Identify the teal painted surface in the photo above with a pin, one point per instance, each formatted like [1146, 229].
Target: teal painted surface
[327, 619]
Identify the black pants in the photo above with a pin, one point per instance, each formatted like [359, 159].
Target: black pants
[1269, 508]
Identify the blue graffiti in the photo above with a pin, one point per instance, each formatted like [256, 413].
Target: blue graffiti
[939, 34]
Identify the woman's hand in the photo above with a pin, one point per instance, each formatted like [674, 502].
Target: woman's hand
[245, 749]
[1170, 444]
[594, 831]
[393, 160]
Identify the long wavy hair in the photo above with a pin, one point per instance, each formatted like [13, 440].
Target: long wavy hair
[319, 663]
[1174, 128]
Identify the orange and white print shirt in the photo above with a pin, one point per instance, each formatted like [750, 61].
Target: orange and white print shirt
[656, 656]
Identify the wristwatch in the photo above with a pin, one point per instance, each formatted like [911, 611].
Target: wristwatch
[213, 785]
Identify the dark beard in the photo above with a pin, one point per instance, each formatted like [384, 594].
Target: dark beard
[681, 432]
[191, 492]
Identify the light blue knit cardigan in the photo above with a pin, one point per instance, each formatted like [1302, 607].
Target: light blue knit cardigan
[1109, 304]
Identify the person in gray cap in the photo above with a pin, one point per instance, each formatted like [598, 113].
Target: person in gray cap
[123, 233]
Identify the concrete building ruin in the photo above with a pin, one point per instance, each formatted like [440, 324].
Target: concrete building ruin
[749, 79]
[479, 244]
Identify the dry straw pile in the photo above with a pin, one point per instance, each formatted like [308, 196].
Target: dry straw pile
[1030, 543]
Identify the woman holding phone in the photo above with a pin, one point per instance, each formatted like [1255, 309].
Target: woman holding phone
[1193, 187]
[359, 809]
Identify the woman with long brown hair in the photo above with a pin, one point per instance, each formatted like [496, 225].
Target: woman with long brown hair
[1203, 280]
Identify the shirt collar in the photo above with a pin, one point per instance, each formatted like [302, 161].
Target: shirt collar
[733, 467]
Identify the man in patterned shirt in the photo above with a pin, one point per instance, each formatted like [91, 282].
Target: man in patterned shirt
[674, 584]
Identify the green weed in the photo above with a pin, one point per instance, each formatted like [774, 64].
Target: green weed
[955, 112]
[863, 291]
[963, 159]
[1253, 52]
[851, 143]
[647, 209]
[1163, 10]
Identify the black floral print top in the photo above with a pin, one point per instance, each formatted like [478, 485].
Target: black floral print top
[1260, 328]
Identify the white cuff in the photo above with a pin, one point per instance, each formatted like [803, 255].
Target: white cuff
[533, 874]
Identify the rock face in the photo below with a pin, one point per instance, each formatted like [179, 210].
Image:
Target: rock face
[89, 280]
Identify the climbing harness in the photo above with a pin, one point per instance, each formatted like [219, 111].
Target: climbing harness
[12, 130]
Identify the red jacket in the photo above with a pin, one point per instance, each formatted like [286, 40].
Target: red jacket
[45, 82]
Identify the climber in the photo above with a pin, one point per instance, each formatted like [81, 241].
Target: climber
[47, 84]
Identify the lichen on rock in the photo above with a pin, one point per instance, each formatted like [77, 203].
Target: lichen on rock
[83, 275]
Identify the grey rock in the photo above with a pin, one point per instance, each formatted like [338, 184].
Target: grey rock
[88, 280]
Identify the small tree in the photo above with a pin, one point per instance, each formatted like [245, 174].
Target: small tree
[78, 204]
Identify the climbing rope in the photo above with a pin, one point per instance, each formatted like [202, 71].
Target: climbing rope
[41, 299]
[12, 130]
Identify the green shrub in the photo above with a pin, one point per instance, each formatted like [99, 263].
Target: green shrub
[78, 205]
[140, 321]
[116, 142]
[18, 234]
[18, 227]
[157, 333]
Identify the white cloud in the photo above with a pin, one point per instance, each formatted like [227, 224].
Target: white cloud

--- --- ---

Using the entries above, copy out all lines that contain the string "cloud".

→ RESULT:
Identify the white cloud in the photo above with a pin, one point per instance, each formatted like [227, 224].
Target: white cloud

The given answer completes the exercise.